▶ [What you have to do]: Pull every line holding the string "hair" from the records below.

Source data
####
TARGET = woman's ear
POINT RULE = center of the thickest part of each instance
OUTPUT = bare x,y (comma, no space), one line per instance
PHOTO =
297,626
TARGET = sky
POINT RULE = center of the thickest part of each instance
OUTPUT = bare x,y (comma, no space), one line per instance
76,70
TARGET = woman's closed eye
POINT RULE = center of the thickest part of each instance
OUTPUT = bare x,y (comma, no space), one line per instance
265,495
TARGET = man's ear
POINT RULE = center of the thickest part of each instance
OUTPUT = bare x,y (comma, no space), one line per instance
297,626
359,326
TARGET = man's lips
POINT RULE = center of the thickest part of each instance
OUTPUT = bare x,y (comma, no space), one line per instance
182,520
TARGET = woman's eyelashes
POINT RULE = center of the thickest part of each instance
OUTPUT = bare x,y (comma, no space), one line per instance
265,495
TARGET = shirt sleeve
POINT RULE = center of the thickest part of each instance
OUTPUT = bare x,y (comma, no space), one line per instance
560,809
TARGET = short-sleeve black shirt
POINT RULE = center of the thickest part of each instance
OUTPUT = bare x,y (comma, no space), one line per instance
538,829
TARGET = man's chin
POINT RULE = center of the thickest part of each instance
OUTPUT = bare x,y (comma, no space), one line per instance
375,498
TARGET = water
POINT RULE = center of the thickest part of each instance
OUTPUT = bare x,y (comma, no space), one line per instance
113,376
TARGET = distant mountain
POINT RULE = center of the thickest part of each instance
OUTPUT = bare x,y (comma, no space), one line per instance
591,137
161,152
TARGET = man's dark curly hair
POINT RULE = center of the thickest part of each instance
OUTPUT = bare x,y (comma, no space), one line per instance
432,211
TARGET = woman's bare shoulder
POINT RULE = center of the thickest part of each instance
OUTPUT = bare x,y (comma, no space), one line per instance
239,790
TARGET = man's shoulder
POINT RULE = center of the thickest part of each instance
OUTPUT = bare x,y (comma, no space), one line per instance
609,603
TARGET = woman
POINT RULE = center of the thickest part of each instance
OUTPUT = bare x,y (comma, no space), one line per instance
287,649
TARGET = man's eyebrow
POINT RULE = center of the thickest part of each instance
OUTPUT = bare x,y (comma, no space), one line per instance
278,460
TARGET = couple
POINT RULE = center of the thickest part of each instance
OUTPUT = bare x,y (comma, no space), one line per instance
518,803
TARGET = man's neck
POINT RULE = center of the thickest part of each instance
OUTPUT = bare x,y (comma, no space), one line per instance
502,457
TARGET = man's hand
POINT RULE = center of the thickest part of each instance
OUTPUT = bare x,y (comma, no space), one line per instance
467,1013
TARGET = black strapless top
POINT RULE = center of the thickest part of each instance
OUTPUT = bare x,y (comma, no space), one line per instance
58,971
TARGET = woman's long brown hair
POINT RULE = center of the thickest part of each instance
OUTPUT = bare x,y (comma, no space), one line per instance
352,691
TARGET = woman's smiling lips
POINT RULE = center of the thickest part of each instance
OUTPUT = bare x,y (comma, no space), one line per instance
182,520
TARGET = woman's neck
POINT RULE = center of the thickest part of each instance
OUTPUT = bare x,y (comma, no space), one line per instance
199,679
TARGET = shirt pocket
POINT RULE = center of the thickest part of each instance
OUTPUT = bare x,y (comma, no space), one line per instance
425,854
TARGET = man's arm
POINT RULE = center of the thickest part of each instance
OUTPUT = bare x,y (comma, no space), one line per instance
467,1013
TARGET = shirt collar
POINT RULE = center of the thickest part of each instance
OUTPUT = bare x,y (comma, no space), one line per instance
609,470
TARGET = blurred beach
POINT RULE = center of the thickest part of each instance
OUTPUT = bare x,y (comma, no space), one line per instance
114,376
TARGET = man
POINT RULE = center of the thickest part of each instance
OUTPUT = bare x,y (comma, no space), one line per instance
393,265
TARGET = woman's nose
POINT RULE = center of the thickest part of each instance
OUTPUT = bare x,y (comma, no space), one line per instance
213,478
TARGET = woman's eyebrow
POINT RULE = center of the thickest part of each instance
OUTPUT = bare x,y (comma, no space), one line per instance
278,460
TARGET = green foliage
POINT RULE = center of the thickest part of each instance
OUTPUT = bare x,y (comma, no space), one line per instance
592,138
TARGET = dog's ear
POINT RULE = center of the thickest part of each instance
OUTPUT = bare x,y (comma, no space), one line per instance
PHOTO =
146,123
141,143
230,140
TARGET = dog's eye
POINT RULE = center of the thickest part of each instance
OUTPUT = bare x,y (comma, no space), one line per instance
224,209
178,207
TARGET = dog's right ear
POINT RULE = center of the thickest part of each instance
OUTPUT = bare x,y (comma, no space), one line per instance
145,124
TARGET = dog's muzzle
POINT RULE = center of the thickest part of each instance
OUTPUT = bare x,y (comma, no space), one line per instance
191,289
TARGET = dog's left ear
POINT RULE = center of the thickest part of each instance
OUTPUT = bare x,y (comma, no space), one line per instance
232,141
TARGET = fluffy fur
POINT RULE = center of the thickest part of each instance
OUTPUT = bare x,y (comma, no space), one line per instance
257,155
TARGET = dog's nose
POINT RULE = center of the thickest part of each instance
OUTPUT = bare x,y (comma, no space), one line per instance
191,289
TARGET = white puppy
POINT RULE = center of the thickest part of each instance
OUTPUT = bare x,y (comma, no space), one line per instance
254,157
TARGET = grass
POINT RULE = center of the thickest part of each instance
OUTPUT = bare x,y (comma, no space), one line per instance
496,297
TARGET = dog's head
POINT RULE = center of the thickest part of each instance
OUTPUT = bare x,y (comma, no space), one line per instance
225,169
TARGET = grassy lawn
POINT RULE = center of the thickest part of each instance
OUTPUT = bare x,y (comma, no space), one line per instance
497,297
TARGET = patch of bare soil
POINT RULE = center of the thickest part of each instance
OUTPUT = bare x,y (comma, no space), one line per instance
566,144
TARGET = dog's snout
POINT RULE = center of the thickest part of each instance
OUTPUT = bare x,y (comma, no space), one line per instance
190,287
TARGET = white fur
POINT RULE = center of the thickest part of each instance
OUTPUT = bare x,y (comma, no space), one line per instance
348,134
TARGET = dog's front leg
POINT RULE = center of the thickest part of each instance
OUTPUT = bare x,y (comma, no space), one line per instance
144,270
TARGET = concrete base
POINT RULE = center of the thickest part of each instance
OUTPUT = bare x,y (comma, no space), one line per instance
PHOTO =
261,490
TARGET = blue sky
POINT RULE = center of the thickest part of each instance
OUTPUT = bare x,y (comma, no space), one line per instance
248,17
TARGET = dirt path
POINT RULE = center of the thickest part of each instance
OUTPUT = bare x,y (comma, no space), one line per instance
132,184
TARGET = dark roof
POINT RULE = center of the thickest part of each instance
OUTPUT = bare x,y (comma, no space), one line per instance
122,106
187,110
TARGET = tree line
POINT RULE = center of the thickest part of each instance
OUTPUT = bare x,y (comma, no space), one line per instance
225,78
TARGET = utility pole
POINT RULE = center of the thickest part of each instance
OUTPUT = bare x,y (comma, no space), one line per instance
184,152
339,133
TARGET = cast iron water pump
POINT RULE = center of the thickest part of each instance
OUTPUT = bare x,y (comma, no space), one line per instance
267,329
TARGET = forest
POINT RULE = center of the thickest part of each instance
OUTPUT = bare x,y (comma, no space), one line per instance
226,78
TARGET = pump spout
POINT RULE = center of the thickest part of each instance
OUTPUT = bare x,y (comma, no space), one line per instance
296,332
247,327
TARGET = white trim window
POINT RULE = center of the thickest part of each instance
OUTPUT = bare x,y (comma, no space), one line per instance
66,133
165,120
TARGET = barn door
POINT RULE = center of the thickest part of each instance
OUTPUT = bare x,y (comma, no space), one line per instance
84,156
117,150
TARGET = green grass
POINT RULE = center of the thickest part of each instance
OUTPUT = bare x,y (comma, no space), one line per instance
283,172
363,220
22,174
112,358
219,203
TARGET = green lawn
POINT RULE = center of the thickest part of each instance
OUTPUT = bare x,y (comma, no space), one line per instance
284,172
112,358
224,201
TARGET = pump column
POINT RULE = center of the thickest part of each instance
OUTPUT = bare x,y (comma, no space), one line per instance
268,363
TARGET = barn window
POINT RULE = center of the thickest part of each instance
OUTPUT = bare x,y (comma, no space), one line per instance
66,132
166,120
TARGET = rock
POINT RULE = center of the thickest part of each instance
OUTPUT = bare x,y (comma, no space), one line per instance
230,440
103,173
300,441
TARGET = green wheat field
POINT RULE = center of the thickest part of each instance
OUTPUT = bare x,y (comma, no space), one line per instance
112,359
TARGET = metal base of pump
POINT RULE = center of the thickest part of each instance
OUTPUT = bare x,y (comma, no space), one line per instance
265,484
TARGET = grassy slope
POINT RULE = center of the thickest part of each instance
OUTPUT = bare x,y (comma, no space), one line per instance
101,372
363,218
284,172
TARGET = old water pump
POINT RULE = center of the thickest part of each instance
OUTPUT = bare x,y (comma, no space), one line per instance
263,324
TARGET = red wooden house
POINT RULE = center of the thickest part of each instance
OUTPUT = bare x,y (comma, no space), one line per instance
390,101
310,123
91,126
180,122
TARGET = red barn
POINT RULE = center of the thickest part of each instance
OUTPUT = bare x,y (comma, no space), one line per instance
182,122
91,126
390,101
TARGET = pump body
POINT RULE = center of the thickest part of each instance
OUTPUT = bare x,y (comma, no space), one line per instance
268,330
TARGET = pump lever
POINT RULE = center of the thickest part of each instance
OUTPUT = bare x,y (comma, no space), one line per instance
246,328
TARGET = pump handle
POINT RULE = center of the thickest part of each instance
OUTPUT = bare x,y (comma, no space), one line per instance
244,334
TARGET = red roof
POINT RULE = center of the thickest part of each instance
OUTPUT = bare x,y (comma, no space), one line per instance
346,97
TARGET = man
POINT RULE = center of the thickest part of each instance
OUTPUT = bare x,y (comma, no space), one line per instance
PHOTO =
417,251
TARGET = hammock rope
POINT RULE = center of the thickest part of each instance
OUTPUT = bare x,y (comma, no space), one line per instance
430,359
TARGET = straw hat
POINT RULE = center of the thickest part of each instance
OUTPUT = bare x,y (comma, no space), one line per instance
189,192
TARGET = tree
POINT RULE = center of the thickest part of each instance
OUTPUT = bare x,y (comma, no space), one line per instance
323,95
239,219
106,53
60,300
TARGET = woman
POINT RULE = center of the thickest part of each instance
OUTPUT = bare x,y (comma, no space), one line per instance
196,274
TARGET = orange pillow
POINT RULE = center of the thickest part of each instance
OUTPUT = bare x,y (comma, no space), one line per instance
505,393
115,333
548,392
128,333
####
▶ [Reply]:
TARGET = man's dark curly hair
TARGET = woman's long brown hair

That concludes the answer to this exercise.